PROBLEM DETAILS: Everything from the line holding "each like [262,92]." through the last line below must be repeated exactly, and nothing else.

INPUT:
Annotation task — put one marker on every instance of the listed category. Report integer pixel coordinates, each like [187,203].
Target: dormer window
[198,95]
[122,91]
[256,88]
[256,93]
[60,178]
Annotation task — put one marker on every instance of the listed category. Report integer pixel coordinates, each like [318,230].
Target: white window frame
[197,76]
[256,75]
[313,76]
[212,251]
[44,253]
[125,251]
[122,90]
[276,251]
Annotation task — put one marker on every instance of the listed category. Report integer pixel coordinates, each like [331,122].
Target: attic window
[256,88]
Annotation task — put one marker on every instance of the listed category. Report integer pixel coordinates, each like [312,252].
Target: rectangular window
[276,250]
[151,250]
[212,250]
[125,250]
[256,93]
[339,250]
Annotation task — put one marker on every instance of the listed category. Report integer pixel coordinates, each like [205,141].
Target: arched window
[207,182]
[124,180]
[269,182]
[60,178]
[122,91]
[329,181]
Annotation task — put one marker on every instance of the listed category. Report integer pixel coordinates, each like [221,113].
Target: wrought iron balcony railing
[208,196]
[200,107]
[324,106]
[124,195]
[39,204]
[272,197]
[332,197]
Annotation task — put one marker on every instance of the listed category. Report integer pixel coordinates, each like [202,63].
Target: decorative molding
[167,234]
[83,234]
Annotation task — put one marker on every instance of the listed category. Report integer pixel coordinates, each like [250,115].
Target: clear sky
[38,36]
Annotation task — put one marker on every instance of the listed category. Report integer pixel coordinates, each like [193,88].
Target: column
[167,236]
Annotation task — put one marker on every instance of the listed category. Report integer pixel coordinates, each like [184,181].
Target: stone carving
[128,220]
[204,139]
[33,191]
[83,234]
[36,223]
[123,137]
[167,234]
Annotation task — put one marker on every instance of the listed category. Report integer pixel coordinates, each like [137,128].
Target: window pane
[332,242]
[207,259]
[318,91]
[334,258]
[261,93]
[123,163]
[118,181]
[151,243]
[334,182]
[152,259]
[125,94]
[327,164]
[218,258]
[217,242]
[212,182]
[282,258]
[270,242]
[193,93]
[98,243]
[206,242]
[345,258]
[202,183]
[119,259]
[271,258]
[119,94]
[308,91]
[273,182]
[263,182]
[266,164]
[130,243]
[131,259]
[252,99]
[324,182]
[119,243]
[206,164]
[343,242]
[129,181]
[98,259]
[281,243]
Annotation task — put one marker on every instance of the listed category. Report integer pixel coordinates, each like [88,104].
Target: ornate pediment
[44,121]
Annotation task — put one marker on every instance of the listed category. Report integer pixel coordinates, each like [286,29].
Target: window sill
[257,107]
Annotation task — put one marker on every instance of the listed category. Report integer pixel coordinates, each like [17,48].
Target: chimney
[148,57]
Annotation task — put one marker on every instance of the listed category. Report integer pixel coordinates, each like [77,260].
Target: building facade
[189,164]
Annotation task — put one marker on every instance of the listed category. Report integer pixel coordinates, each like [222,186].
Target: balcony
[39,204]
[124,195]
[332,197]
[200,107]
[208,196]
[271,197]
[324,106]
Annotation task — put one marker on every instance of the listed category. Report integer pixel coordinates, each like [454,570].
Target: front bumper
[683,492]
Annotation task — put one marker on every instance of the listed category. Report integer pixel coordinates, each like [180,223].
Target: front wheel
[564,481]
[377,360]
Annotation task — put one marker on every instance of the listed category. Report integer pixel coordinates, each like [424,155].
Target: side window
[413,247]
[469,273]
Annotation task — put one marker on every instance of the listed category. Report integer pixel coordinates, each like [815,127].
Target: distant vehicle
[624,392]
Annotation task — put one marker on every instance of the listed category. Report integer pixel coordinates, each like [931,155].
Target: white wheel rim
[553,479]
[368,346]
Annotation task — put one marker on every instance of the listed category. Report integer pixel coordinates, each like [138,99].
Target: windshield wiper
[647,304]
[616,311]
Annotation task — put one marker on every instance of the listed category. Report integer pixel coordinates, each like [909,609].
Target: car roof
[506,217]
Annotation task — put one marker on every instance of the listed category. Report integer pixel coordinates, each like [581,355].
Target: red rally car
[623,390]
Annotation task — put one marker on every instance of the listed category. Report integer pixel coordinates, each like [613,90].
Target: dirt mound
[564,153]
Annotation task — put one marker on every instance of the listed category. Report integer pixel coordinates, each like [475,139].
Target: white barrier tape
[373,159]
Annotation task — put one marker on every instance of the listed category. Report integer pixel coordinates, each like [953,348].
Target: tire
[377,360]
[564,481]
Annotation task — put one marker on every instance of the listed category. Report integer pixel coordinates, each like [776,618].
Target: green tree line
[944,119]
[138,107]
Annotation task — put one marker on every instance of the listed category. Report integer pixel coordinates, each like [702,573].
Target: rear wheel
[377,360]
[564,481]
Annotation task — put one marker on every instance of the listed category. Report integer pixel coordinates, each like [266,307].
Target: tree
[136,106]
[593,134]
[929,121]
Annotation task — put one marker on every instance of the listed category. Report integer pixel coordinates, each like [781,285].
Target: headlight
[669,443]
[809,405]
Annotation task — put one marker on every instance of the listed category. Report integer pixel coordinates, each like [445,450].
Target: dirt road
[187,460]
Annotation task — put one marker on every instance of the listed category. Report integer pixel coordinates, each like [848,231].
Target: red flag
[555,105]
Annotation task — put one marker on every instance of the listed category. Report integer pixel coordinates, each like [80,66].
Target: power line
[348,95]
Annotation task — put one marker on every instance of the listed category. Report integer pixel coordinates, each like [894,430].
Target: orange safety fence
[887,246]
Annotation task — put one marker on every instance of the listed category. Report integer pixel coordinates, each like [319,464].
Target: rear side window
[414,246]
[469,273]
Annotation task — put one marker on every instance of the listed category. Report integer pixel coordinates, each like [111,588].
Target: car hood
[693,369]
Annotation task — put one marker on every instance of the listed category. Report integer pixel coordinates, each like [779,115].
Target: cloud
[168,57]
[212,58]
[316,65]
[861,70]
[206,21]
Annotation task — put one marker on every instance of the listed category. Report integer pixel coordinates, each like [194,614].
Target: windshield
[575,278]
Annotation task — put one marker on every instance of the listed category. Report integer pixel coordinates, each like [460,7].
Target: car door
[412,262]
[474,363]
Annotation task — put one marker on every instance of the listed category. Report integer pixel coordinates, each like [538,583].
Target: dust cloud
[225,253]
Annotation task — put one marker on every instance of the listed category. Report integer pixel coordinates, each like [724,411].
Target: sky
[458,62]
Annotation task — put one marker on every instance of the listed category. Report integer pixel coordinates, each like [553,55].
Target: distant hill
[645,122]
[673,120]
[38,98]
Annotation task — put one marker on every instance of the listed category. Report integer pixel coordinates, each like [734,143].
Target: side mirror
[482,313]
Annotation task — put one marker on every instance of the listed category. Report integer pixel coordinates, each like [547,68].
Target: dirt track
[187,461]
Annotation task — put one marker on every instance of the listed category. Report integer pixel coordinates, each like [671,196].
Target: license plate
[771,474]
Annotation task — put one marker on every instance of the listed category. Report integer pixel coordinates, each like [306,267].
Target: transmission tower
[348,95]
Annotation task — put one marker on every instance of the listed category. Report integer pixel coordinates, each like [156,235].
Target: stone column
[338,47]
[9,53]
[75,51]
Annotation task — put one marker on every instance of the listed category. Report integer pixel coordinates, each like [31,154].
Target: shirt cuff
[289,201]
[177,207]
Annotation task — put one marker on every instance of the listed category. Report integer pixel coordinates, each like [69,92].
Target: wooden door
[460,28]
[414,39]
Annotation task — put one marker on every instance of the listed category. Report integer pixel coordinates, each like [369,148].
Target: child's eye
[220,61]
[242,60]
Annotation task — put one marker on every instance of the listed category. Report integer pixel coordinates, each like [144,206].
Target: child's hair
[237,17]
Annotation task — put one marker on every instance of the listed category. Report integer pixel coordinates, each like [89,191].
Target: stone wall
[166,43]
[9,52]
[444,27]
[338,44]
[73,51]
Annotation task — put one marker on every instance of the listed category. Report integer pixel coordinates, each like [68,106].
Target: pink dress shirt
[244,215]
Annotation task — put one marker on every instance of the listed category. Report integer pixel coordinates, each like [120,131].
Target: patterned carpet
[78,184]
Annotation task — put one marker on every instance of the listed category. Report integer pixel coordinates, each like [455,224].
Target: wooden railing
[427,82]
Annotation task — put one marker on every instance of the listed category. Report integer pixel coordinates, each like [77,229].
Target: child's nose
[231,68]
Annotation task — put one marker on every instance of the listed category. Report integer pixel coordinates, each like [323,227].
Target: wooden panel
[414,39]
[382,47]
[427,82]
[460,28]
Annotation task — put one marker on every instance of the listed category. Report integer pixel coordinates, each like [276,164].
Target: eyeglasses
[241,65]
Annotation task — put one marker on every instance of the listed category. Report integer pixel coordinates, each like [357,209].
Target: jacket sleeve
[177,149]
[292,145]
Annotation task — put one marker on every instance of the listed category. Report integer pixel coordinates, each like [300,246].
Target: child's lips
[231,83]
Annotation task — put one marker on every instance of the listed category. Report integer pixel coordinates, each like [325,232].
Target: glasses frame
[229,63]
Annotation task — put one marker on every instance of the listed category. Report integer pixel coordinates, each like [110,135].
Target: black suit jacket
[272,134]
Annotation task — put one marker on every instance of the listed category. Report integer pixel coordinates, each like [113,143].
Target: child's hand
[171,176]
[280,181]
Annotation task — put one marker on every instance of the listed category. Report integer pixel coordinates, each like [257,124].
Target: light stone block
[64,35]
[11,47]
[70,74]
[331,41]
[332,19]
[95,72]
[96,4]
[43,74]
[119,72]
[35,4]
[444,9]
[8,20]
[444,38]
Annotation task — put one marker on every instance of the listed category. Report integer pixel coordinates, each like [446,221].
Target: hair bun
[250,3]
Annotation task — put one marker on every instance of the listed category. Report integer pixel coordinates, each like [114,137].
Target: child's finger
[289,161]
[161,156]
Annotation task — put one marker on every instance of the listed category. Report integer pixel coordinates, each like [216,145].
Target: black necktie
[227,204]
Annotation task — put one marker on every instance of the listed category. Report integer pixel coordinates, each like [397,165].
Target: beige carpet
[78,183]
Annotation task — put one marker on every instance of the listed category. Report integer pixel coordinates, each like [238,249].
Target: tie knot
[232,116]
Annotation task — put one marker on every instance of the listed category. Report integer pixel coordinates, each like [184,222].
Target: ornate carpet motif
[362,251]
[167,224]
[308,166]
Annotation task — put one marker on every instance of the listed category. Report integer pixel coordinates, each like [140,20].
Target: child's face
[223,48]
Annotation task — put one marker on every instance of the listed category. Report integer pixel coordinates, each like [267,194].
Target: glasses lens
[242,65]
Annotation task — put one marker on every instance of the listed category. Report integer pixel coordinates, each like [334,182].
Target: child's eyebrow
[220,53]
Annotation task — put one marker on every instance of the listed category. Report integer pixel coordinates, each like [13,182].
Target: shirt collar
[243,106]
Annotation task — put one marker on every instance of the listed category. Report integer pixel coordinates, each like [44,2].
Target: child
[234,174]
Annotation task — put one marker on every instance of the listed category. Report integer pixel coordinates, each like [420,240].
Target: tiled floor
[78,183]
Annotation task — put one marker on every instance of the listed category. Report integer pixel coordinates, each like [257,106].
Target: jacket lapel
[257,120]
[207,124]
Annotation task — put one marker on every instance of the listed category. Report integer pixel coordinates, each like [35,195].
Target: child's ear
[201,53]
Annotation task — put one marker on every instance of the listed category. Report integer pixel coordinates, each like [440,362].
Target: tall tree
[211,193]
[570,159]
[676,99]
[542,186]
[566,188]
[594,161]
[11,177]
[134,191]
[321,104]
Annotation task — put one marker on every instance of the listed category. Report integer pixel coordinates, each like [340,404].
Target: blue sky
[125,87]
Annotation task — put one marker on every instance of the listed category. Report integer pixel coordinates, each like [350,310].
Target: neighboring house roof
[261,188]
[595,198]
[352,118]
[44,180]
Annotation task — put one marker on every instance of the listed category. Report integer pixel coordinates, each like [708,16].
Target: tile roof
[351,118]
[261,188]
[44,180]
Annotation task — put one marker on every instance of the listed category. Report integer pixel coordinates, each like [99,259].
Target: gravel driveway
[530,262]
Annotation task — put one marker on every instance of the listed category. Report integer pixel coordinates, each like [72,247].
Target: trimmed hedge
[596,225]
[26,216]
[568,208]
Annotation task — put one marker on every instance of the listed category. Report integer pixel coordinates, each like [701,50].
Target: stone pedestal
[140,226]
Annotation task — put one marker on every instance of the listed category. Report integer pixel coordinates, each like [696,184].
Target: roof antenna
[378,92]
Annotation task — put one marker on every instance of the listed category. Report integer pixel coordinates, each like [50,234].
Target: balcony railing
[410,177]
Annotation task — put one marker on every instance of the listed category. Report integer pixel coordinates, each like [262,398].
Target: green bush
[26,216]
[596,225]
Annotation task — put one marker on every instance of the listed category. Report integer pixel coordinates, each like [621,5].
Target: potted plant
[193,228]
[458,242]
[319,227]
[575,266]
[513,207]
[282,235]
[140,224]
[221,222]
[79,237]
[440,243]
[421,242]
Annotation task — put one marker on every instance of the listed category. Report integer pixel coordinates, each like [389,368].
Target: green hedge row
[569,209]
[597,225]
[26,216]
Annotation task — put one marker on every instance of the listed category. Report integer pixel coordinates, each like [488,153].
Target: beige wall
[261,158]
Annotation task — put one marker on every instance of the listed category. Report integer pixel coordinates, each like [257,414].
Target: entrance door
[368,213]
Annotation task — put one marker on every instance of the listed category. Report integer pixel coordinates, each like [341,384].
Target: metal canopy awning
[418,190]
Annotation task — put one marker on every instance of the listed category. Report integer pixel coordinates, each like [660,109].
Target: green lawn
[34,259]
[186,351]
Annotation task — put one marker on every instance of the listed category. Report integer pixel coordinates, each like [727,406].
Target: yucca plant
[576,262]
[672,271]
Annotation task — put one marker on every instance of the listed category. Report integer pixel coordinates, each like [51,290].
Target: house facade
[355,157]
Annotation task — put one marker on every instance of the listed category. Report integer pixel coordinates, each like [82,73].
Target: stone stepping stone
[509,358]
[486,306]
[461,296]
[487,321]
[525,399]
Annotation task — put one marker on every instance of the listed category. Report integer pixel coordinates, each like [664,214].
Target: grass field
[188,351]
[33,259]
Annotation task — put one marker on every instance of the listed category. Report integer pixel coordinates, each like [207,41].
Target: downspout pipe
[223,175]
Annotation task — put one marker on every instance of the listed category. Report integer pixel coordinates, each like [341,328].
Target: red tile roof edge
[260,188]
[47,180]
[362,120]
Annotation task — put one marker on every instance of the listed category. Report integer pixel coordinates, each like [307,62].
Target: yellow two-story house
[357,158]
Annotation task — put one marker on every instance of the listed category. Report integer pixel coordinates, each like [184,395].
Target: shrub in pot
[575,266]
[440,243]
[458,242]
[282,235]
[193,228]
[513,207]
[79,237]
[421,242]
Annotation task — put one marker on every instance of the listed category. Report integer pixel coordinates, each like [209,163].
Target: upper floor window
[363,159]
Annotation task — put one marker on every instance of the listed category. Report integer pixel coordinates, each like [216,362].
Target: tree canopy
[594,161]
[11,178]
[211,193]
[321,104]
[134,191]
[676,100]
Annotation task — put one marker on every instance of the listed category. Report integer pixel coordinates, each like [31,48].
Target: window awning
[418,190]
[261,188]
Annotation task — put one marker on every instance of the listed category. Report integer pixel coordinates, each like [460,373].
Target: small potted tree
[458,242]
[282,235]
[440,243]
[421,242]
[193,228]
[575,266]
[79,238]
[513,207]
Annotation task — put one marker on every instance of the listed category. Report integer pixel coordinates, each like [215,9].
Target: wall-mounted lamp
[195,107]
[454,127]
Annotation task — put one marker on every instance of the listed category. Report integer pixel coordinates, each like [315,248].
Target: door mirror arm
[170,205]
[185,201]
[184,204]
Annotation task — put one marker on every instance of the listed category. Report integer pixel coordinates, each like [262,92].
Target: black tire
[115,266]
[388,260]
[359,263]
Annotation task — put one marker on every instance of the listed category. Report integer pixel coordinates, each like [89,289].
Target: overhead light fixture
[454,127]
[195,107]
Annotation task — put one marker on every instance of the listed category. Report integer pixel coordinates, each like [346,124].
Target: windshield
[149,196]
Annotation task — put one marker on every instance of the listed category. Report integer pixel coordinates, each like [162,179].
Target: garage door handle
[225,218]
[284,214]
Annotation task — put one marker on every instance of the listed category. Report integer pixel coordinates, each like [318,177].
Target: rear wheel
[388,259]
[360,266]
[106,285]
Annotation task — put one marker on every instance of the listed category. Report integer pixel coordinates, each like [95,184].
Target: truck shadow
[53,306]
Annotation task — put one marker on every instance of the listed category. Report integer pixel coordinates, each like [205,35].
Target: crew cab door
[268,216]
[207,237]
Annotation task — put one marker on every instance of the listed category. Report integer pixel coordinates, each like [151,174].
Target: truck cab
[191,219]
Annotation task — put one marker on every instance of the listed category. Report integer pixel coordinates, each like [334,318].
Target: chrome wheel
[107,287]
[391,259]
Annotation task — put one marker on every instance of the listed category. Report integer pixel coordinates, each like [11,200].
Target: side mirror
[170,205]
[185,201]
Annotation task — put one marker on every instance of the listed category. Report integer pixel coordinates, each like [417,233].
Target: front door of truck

RESULT OF THE EXERCISE:
Annotation task — put one marker on every instance of the listed category. Report integer pixel coordinates, each like [262,92].
Target: black tire
[115,266]
[388,260]
[359,263]
Annotation task — put one marker on every instance of the listed category. Report integer pixel coordinates, each like [89,289].
Target: overhead light fixture
[454,127]
[195,107]
Annotation task — put one marker on every instance of the listed category. Report integer pixel coordinates, each like [346,124].
Target: windshield
[149,196]
Annotation task — put one marker on every instance of the listed category. Report integer pixel coordinates, each like [162,179].
Target: garage door handle
[225,218]
[284,214]
Annotation task — put one marker on every instance of the listed category. Report integer pixel coordinates, each like [318,177].
Target: rear wheel
[388,259]
[360,266]
[106,285]
Annotation task — put one marker on every instance of the listed category. Report integer pixel coordinates, each like [95,184].
Target: truck shadow
[53,306]
Annotation task — put one marker on every instance of the listed category. Report integer pixel coordinates, each like [205,35].
Target: crew cab door
[268,216]
[207,237]
Annotation task — put one marker on every instance of the listed category. Report integer pixel coordinates, each like [151,174].
Target: truck cab
[191,219]
Annotation task — put one marker on every instance of the listed category. Report integer pixel coordinates, each like [334,318].
Target: chrome wheel
[107,287]
[391,259]
Annotation task — put one marker on every instance of the listed category. Report integer pixel coordinates, each like [11,200].
Target: side mirror
[170,205]
[185,201]
Annotation task — put one marker on every instance of the listed category. Report integer pixel coordinates, each like [417,233].
Target: front door of truck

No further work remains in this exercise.